Requirement 1:
According to the text below on China's aid to Africa, how many local medical workers did Chinese medical workers train during the Ebola response?
Requirement 2:
Carry on the text about China's aid to Africa, starting after its final sentence.

====== Excerpted text

To help African countries cope with the pandemic and overcome temporary difficulties, China supports the effort to reduce the debt burden on African countries, and is actively implementing the G20's Debt Service Suspension Initiative (DSSI). Among G20 members, China ranks first in terms of the amount of deferred debt, having signed debt service suspension agreements or reached consensus with 19 African countries. China supports extending the DSSI till the end of 2021, and is working with relevant members to implement the Common Framework for Debt Treatments beyond the Debt Service Suspension Initiative. For countries experiencing a very serious epidemic situation and under particularly severe pressure, China, together with other stakeholders, will provide support on a case-by-case basis.

3. Winning the Battle against Ebola Together

In 2014, Ebola broke out in Sierra Leone, Liberia and Guinea. At a time when African people were in difficulties, China offered a helping hand, setting an example for the international community. China was the first to aid Guinea and Sierra Leone, and was the only country to provide laboratories to the epidemic-hit areas in West Africa and set up observation and treatment centers there. China provided rapid, practical and comprehensive anti-Ebola assistance to a total value of RMB750 million, and dispatched nine chartered planes to transport supplies and personnel. It sent more than 1,200 clinical and public health experts to Africa to combat Ebola alongside local medical workers. Chinese medical workers trained some 13,000 local medical workers. China also helped Ebola-stricken countries to build laboratories and treatment centers. Those assistance programs constituted the largest at the time among China's overseas assistance programs in response to public crises in terms of duration, coverage, scale and intensity. Chinese diplomats, medical teams, peacekeepers, and corporate employees chose to stay in Africa rather than evacuate. They managed to overcome their own fear of the epidemic, and thereby gave confidence to local people as well. Chinese and Africans confronted the disaster with sincere friendship, sharing weal and woe.

============
====== Extracted information

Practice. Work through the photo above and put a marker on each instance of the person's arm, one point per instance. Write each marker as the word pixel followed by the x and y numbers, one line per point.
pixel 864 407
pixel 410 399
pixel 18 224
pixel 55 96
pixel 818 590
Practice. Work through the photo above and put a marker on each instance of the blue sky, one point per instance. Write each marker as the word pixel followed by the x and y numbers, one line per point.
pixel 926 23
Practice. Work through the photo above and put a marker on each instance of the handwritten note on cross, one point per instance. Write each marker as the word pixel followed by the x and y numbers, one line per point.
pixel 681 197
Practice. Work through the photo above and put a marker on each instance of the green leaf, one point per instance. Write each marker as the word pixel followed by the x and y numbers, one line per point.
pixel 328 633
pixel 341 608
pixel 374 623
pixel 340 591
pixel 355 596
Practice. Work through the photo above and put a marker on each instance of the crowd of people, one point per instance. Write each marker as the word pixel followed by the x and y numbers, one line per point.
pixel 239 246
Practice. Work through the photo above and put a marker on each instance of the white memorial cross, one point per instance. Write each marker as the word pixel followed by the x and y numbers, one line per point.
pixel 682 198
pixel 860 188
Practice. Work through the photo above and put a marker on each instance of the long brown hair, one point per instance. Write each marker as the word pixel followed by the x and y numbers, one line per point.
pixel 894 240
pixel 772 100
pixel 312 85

============

Expected output 1:
Some 13,000.

Expected output 2:
In 2018, when Ebola broke out again in the DRC, China provided timely emergency humanitarian aid including supplies, money, experts, medicine and training to the country and its neighboring countries including Rwanda, Burundi and Uganda, as well as the AU, helping them to promptly contain the epidemic.

4. Jointly Coping with Natural Disasters

China has always attached importance to disaster relief in Africa, helping it to respond to various natural disasters and humanitarian crises, and providing emergency humanitarian assistance through multilateral organizations such as the UN, the World Food Programme, and the International Committee of the Red Cross.

Chinese people will not forget that in 2008 when China was struck by a devastating earthquake, Equatorial Guinea, a country with only 2 million people, donated 2 million euros, averaging 1 euro per person. The Republic of the Congo donated $1 million after the Wenchuan earthquake, and $2 million for building a primary school after the Yushu earthquake.

In return, China has carried out programs in fields such as food, water supply, women and children's health, and education in 40-plus disaster-stricken African countries, benefiting more than 10 million people, and strongly boosting their economic recovery and social development.

In 2019, cyclone Idai swept across Southeast Africa. China provided emergency humanitarian supplies to Zimbabwe, Mozambique and Malawi, and dispatched an international rescue team of 65 members to the severely-stricken Mozambique, treating more than 3,000 locals. At the end of 2019, locusts plagued the Horn of Africa, threatening the livelihoods of more than 30 million people. In early 2020, though hit by Covid-19, China still provided locust-eradication emergency supplies and aid to Ethiopia, Kenya and Uganda, and allocated funds from the China-FAO South-South Cooperation Trust Fund to assist the three countries to buy prevention and control supplies and carry on capacity building activities.